Required task: Beginning with the line where "One point marks each instance of the leafy" appears, retype every remaining line of the data below, both the first and last included.

Entries supplied:
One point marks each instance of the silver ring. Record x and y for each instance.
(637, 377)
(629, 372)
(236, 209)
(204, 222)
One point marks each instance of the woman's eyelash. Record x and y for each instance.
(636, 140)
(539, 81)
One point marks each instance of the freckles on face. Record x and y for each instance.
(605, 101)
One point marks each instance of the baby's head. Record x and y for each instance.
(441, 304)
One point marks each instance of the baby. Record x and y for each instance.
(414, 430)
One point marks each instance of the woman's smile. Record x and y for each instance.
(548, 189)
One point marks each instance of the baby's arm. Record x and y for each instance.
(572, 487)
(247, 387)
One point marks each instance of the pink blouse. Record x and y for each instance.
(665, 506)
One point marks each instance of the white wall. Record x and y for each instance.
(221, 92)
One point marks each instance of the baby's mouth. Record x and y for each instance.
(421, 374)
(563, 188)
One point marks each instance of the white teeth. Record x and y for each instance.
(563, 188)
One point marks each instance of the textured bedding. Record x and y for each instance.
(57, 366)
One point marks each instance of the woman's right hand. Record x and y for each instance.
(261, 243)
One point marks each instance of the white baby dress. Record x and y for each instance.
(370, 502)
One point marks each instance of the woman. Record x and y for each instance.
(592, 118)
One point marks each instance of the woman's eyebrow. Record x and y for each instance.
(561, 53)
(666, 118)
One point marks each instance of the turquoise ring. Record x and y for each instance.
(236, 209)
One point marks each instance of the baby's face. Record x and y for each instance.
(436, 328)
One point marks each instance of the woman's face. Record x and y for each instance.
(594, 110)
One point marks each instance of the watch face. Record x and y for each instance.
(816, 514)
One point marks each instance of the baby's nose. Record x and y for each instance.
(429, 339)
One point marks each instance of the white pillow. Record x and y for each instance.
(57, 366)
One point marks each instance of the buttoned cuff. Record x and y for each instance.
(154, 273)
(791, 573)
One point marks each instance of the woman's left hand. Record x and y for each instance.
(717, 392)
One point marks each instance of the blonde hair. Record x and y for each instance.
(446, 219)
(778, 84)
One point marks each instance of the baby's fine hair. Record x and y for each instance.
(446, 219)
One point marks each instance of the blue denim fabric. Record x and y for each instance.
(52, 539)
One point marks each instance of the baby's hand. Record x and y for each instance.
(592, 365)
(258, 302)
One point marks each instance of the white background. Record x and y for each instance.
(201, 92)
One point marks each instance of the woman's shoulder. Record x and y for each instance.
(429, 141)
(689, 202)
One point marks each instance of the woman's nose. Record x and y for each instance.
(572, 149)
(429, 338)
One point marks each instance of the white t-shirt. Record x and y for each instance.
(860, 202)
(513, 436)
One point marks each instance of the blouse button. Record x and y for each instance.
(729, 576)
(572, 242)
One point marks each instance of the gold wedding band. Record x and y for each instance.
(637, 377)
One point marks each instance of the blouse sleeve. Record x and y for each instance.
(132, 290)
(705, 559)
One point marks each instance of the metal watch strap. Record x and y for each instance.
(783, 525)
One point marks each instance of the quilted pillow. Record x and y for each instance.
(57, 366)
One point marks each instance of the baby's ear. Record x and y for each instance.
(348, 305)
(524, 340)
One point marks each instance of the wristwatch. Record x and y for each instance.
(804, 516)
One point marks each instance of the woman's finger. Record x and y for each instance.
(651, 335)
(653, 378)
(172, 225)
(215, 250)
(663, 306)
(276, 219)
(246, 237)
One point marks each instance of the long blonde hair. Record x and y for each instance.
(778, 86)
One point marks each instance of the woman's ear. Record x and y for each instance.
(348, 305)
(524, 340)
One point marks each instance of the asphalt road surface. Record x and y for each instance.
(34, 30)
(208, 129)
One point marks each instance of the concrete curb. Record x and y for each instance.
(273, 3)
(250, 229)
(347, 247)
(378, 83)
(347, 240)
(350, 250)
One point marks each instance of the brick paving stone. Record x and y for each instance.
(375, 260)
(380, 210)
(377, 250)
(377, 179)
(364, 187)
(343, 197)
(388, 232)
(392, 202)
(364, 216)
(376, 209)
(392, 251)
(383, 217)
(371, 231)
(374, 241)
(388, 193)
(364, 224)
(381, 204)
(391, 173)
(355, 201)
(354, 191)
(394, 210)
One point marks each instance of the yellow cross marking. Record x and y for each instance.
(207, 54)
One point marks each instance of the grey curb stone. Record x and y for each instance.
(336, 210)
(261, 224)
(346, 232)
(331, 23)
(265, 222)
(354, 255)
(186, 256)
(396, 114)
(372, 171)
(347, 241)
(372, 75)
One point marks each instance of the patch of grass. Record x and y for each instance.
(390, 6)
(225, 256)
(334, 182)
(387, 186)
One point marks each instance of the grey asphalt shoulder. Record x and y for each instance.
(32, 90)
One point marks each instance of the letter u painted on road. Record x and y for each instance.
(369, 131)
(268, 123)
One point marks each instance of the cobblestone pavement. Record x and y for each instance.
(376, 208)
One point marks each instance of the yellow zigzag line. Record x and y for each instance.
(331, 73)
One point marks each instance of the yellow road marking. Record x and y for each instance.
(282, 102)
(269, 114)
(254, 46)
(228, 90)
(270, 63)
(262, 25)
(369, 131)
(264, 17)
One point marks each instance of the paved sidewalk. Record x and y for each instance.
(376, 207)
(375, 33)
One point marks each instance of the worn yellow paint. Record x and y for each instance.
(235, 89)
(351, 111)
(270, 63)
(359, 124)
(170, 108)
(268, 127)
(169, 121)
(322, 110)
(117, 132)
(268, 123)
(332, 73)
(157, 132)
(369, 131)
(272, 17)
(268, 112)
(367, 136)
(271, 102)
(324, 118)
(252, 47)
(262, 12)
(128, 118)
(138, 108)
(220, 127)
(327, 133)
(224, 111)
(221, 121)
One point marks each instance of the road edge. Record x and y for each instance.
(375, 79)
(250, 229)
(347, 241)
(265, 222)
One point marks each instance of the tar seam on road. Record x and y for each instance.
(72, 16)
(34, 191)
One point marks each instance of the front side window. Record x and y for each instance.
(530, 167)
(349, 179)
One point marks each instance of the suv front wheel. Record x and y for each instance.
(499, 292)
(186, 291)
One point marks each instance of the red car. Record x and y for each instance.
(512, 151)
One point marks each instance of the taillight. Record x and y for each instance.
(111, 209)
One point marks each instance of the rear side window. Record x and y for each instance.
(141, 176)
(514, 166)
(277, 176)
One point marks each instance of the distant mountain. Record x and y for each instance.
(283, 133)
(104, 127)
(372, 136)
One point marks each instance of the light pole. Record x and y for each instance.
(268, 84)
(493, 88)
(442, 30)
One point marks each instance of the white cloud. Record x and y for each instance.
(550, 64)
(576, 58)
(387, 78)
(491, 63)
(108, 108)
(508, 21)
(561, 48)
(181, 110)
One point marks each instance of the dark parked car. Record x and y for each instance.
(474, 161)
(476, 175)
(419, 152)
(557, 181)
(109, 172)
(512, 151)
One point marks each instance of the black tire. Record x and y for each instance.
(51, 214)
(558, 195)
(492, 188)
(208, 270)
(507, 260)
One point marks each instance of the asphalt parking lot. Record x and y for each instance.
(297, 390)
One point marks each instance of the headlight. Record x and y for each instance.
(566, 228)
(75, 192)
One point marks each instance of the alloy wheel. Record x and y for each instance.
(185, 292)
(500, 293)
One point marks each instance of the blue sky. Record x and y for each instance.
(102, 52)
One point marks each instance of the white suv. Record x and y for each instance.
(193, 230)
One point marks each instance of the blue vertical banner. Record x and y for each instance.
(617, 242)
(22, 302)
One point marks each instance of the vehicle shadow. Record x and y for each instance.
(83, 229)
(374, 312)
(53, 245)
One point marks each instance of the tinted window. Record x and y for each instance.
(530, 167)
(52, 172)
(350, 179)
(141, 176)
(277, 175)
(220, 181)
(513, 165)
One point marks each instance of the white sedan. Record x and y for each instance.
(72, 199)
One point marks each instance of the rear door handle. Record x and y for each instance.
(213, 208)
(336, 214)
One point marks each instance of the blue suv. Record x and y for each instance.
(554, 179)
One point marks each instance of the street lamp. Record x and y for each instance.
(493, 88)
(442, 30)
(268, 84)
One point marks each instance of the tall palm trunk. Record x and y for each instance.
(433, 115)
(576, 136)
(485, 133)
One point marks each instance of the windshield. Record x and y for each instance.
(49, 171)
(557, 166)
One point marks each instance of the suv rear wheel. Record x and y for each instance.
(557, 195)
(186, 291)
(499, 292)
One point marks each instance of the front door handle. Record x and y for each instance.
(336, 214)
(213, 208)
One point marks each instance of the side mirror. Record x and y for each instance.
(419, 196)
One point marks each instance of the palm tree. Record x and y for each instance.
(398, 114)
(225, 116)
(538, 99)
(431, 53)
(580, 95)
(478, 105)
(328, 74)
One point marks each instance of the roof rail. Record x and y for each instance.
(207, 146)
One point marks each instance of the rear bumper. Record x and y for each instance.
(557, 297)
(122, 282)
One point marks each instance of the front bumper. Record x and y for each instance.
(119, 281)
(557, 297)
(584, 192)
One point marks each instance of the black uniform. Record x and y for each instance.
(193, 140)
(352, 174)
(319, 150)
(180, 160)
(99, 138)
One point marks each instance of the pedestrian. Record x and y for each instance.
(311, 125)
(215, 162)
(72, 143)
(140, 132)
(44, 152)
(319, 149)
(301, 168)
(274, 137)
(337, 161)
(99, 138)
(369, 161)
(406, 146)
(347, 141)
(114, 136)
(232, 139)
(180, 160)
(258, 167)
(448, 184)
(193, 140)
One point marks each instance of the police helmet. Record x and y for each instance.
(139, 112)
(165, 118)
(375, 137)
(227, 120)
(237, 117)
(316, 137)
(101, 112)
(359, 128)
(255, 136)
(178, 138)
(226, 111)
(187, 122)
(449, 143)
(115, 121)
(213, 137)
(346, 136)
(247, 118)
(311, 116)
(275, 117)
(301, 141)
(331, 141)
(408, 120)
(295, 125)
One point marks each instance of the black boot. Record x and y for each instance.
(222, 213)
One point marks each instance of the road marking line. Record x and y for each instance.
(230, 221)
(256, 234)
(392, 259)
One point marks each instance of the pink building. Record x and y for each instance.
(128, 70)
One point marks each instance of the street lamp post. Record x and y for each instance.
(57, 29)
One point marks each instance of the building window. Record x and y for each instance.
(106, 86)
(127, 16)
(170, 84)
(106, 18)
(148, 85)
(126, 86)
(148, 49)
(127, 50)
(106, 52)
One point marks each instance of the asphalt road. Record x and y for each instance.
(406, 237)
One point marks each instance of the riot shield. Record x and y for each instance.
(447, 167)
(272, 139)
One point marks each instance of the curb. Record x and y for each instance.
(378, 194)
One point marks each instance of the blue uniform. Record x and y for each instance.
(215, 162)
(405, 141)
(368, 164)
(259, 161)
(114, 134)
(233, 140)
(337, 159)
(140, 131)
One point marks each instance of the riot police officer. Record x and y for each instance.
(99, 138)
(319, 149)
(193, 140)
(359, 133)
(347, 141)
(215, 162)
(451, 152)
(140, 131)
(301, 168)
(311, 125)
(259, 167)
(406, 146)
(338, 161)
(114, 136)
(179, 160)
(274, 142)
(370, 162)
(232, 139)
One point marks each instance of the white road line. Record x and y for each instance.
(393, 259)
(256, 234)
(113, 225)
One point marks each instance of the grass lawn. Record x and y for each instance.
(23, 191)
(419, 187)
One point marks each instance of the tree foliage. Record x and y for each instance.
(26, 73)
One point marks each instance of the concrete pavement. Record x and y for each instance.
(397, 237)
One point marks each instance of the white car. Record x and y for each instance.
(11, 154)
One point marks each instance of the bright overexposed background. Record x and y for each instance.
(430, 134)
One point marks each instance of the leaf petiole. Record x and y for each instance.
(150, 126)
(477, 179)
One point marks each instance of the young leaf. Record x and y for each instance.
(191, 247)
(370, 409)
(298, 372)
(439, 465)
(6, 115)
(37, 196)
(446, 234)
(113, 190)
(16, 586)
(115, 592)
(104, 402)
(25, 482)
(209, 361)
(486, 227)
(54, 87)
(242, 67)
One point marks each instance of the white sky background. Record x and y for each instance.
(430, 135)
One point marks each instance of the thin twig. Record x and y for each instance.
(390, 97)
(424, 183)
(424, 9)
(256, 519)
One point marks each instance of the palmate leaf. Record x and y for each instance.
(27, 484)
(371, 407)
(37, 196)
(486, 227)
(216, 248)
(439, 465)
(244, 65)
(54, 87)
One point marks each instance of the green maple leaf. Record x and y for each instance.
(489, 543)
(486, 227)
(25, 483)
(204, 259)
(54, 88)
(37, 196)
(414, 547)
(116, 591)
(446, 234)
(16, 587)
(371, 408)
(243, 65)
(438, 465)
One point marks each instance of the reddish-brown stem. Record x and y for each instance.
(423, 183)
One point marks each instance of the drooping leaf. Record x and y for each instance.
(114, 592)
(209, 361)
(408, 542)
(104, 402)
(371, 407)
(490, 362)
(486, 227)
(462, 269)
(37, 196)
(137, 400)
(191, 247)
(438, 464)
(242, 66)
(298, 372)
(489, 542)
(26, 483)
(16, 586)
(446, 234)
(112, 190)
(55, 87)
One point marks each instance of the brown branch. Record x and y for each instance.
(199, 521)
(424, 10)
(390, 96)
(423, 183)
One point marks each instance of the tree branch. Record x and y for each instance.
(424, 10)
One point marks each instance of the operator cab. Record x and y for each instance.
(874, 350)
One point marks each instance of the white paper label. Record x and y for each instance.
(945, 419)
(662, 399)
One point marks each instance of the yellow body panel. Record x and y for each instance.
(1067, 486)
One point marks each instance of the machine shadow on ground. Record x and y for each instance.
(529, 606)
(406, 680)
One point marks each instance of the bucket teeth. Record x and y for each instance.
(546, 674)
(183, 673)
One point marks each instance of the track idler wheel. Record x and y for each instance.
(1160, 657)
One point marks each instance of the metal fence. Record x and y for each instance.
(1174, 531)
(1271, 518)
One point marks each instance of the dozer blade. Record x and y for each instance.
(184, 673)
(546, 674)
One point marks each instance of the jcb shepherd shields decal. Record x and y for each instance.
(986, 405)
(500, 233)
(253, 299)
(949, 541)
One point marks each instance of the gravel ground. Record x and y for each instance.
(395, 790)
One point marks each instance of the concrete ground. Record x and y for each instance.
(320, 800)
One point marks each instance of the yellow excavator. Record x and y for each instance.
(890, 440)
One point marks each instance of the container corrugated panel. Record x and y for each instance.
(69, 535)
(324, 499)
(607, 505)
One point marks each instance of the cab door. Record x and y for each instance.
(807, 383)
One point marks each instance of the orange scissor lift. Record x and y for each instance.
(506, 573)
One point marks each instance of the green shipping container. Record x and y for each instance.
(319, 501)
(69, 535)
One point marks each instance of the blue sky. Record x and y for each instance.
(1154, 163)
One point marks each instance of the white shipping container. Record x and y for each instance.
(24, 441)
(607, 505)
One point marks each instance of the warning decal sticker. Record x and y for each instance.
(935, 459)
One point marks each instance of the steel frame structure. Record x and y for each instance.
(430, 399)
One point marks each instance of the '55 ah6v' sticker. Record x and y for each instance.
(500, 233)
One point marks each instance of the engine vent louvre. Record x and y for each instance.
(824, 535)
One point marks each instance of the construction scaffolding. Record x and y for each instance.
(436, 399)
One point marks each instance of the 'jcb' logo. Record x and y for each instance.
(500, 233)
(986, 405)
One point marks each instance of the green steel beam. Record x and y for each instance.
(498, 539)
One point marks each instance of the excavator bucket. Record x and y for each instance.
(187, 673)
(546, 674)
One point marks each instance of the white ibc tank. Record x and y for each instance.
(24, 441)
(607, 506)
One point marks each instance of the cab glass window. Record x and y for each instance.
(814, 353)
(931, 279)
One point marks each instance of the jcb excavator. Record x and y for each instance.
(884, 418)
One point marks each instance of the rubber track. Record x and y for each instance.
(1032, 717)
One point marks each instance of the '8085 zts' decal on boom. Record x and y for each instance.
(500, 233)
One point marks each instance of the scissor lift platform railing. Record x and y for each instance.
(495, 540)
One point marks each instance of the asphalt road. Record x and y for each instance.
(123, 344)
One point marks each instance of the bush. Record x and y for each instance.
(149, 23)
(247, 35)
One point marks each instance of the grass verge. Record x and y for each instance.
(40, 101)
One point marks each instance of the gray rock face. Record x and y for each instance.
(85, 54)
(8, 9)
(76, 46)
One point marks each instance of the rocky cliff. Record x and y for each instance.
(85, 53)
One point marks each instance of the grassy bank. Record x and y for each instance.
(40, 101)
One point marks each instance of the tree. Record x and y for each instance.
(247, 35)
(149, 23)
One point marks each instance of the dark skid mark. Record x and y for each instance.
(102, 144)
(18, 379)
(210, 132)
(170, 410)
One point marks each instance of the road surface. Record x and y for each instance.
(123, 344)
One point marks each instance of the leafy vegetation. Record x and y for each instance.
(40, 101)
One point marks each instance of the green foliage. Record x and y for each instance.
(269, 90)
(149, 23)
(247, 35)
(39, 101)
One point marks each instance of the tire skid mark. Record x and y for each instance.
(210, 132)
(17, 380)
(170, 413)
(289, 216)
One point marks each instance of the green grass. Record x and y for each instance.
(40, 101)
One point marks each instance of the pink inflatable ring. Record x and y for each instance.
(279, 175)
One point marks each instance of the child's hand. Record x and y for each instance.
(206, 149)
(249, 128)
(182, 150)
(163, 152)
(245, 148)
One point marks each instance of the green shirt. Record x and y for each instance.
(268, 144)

Exercise answer:
One point marks each instance of the leafy vegetation. Record x and y for each instance.
(40, 101)
One point marks each instance of the green foliage. Record x and y for each instance.
(269, 90)
(149, 23)
(247, 35)
(39, 101)
One point marks each instance of the tire skid mark. Record x and y for each instance.
(210, 132)
(17, 380)
(170, 413)
(289, 216)
One point marks each instance of the green grass. Record x and y for each instance.
(40, 101)
One point marks each instance of the pink inflatable ring. Record x and y for each instance.
(279, 175)
One point marks each instance of the child's hand. Record x and y for each instance.
(206, 149)
(249, 128)
(182, 150)
(163, 152)
(245, 148)
One point marks each instance of the green shirt. Record x and y for each instance.
(268, 144)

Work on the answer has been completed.